--- START OF TEXT BLOCK ---

Bicycle Bread Company became that business. More than just a means of providing nutritious, seasonal breads (Ben’s favorite is apple spice) to eager locals and college students, the bakery is a place where Stephen and Ben can live out their personal values, to offer conversation and kinship with each loaf sold.
“The bakery exists because we want to provide fresh, healthy bread for a population that doesn’t necessarily have it and to spread the love of God in some way,” Ben says, greeting another patron. “It’s weird to think of the bakery being a vehicle to see lives change, but we’ve seen that happen, which has been a really amazing thing.”
Two from a family of eleven children, Ben and Stephen grew up on their mother’s homemade bread, which she self-milled from wheat berries sourced from Montana. Moving more than 2,000 miles from their home state Florida to Los Angeles, the brothers were left wanting for breads of their mom’s caliber.
“When we moved out here, we realized that there were no bakeries–no bakeries in all of LA–that grind the wheat into fresh flour,” Ben laughs at my incredulity. “As far as we can find anyway,” he amends.
Stephen received a wheat grinder as a graduation gift from their parents, and the two began grinding their own flour and baking bread in the kitchen of a Hollywood church at 3 a.m. Once finished–a task that for 100 loaves of bread takes a total of around nine-and-a-half hours–they would load up the bread and an ironing board, trek to the bus stop and catch a metro line to USC, where they sold their product and handed out samples on campus in the years before they rented the storefront.
“Those were the longest days of my life!” Ben gives an exasperated grin.
But their taxing quality led to the incident which gave the company its official name.
“Right at the beginning we were like, ‘Oh my goodness. We need some way to transport this bread.’ We posted an ad on Craigslist that said ‘Will trade bread for bicycle,’ and someone called us, and we traded 10 loaves for a bike, and so we’re Bicycle Bread Company,” Ben said.
The trade was not the first of the brothers’ Craigslist transactions, as they spent much of their early time scouring its ads for wheat grinders–though these they purchased with actual currency.

--- END OF TEXT BLOCK ---
--- START OF RECORD LIST ---

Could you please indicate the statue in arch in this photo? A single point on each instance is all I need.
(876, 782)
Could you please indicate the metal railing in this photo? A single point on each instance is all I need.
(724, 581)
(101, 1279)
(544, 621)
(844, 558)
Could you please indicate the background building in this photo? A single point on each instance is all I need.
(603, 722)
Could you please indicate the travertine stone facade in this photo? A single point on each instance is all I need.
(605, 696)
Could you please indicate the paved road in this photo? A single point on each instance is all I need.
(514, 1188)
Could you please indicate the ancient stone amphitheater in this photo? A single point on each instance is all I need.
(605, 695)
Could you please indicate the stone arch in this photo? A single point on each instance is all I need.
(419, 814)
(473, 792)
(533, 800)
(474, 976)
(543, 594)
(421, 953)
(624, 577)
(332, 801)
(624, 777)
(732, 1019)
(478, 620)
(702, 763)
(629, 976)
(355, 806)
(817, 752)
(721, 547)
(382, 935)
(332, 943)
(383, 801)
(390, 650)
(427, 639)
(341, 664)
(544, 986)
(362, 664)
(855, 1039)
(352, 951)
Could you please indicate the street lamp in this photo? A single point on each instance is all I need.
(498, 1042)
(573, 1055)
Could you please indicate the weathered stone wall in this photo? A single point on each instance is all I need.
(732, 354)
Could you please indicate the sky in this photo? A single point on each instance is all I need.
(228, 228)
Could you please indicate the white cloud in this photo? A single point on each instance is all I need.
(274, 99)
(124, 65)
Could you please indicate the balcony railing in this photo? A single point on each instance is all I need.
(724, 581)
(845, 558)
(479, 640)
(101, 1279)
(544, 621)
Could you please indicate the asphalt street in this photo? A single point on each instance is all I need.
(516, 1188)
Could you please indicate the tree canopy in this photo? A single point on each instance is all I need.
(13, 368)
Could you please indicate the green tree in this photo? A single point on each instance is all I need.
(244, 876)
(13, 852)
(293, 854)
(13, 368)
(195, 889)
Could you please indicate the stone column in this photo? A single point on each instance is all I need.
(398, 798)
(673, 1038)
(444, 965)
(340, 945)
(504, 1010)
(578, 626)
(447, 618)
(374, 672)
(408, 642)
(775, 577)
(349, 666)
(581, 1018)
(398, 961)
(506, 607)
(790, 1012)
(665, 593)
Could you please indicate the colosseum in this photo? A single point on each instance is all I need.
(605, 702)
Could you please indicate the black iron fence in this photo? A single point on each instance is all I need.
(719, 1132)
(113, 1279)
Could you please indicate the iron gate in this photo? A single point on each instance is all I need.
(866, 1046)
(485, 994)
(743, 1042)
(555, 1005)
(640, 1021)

--- END OF RECORD LIST ---

ACTIONS TO TAKE -
1. From the bakery profile, list every U.S. state, city, or city district it names.
2. According to the bakery profile, why is the business called Bicycle Bread Company? Answer in one to three sentences.
3. Carry on the bakery profile from the point where it ends.

EXPECTED OUTPUTS -
1. Montana, Florida, Los Angeles, Hollywood

2. At the beginning, the brothers needed a way to transport their bread, so they posted a Craigslist ad offering to trade bread for a bicycle. Someone responded, and they traded 10 loaves for a bike, which gave the company its name.

3.
“At one point we were using four wheat grinders to grind as much wheat as we needed, and then we finally found this wheat grinder in New Hampshire that we had shipped to us because they’re not super common items,” Ben chuckles. “Now we just use that one,” he points inside, behind the counter to the back of the kitchen. Large stainless steel machinery churn out loaves of bread, and a lone paper tower flaps–the only giveaway of a single fan stationed in the corner. “It’s that big machine.”
While they’ve been renting the kitchen space from Rosita’s for two years, they’ve only occupied the storefront for half that time. Before manning the bakery, Ben and Stephen sold their bread just off of the USC campus, gaining publicity by Ben pedaling a tandem bike with a friend outfitted in a giant slice-of-bread costume. They’ve since transferred the entire business to the bakery, which sits on a corner just north of Washington on Union.
“We’re trying to channel people to the bakery more. We want people to visit the bakery specifically and have more of a focus there. We have been delivering on campus, but our hope is that people come to the bakery,” Ben said.
Though students and alumni miss their presence (an alumni who now works in the USC Credit Union building informs me he longs for the days Bicycle Bread Company would set up a table on Trousdale, the central walkway through campus), the storefront has allowed Ben and Stephen to better implant themselves in the surrounding community.
“We want to be able to invite other people into our lives. We don’t want it to be like ‘this is work and this is the rest of our lives.’ We want this to be an integral part of our lives,” Ben tells me. “We had one girl come to the store at first because she thought it was a bike shop. And she came in and just started hanging out with us and just started coming to escape other bad influences in this neighborhood. Through that, we started hanging out with her outside the bakery and to see her life transform just because we got to say, ‘Oh no–it’s not just because we grew up with good parents … that’s not why we love you the way we do; it’s because we know the love God’s shown us, and we want to show that to you.’ That was just probably five months ago and we’re great friends.”
A truck shuttles by, triggering a series of small dog yips, as Ben details the downside of the bakery’s location as being a low foot traffic, high auto traffic area. But that hasn’t stopped a growing group of loyal customers from frequenting the spot. There’s Ashley and Princesa, two bubbly high schoolers. Though Princesa lives close now, she laments an impending move to Missouri next week.
“I’ll miss the dirty streets,” she says, unknowingly poetic.
Then there’s the paint-splattered Raul who buys bread for his family each week; Roberto, his cheerful companion, and Lisa, who knows both of them through the bakery and incidentally lives down the block from Raul.
“The benefits of working here are that you get to eat the product and the community,” Justin, who works a day job but volunteers at the bakery, told me later.
It’s a group and a space that Ben one day hopes to expand but has grown to cherish in the present.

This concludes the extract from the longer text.